• _What needs to be done_: Exactly retype the lines of the material from its first line to the line with "Target: white toilet", including both.

• _Material provided_:
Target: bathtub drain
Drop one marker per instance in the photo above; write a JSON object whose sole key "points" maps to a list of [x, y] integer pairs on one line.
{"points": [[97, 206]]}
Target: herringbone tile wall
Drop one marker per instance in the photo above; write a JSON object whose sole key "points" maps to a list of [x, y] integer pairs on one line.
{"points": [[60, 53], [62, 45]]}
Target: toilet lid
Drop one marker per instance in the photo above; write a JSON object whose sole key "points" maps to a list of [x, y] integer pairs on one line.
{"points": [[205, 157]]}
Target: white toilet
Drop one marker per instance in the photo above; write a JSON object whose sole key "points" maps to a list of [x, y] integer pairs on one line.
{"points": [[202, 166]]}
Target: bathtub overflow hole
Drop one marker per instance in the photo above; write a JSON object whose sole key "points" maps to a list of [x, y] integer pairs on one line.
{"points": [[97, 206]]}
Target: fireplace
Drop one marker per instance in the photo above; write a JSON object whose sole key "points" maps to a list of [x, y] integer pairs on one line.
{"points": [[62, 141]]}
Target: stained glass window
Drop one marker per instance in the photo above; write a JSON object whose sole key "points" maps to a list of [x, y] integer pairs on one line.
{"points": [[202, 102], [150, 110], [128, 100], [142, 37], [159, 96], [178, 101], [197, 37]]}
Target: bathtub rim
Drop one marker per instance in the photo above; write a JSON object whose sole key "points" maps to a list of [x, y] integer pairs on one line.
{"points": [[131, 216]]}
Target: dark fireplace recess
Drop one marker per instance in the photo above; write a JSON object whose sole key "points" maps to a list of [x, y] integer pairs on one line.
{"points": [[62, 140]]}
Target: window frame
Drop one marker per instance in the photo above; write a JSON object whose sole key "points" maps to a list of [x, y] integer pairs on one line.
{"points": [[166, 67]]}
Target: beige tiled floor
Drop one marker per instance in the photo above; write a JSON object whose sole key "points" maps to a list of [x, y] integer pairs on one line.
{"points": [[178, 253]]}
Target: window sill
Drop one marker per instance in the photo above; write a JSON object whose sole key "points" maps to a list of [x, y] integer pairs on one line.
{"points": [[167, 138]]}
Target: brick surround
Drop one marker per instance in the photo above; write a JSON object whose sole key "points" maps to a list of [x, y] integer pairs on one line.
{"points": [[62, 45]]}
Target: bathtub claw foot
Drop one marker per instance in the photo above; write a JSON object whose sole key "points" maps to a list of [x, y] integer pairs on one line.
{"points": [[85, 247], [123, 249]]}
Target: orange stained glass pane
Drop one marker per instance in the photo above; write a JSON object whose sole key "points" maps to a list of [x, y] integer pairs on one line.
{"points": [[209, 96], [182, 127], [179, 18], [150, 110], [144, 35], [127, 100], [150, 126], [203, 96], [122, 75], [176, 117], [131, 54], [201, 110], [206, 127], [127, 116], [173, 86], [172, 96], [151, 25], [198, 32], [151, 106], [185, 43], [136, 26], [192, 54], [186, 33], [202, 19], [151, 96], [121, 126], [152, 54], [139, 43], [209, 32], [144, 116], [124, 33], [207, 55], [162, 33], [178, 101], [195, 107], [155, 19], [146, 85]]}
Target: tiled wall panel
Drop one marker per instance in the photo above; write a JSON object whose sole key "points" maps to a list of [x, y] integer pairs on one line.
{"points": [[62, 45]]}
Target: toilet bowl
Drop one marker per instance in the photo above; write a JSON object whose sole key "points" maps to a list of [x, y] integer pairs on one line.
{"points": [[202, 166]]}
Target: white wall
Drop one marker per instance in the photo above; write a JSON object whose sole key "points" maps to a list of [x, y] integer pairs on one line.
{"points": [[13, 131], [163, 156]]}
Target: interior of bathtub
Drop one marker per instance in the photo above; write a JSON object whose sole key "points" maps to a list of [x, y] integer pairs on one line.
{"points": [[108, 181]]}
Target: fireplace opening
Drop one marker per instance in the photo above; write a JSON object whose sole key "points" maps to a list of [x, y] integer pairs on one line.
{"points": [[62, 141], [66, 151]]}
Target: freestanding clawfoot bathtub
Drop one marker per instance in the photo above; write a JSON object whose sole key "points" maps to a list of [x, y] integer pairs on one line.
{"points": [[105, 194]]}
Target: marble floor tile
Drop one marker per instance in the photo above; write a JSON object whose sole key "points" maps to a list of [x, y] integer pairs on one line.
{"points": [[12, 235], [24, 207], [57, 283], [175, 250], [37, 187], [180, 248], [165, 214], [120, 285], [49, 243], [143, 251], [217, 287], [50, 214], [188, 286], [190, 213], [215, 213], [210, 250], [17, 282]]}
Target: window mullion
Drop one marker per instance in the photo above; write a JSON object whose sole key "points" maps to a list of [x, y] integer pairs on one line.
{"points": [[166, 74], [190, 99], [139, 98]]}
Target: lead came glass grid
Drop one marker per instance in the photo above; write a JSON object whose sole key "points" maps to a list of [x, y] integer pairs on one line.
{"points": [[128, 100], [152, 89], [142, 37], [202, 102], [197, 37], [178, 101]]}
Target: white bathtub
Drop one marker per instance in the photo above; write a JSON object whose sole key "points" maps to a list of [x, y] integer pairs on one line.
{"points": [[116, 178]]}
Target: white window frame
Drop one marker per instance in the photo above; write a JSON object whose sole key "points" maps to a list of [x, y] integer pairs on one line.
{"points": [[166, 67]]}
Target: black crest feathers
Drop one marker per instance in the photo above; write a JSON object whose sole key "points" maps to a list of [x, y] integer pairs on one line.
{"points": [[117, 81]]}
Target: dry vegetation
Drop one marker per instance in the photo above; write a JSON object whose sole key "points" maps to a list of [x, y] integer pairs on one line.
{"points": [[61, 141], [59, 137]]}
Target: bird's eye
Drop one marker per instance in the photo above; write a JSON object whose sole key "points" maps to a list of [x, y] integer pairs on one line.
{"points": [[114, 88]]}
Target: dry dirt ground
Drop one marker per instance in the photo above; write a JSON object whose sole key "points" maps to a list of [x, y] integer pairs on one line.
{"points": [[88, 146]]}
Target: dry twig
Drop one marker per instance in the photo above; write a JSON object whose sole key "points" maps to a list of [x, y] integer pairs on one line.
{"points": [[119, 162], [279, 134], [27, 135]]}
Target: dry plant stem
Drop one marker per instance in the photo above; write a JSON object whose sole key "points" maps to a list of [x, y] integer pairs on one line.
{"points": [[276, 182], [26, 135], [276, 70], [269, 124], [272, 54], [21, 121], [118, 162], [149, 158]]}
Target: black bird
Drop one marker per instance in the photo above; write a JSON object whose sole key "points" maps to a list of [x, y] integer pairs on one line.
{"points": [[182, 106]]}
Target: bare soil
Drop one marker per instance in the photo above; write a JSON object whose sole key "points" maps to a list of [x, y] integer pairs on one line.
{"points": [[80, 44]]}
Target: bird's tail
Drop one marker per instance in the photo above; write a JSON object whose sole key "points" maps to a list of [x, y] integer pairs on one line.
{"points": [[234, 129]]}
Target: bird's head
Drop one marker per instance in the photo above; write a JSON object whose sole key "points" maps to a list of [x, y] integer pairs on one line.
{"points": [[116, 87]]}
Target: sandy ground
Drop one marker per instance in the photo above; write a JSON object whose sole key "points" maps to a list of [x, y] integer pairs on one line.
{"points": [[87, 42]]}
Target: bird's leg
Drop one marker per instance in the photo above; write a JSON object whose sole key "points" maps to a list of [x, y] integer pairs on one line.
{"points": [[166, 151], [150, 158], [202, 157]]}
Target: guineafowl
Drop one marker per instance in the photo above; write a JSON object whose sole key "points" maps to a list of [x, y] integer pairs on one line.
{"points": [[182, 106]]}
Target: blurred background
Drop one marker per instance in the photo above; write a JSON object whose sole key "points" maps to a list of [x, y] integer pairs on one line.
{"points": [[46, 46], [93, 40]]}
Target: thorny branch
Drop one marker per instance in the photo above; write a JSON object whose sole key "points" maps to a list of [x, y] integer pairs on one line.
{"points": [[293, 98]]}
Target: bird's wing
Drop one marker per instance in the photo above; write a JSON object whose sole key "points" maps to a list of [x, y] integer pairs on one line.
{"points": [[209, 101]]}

• _Answer below_:
Target: bathtub drain
Drop one marker per instance in the photo above; write a JSON object whose sole key "points" maps to a list of [x, y] integer pairs on one line.
{"points": [[97, 206]]}
Target: herringbone tile wall
Drop one marker per instance in the photo above; write a JSON object whose sole key "points" maps to a list of [x, y] integer pairs on one line.
{"points": [[60, 53], [62, 45]]}
Target: toilet lid
Drop one marker per instance in the photo above; write a JSON object whose sole key "points" maps to a list of [x, y] integer pairs on one line.
{"points": [[205, 157]]}
Target: white toilet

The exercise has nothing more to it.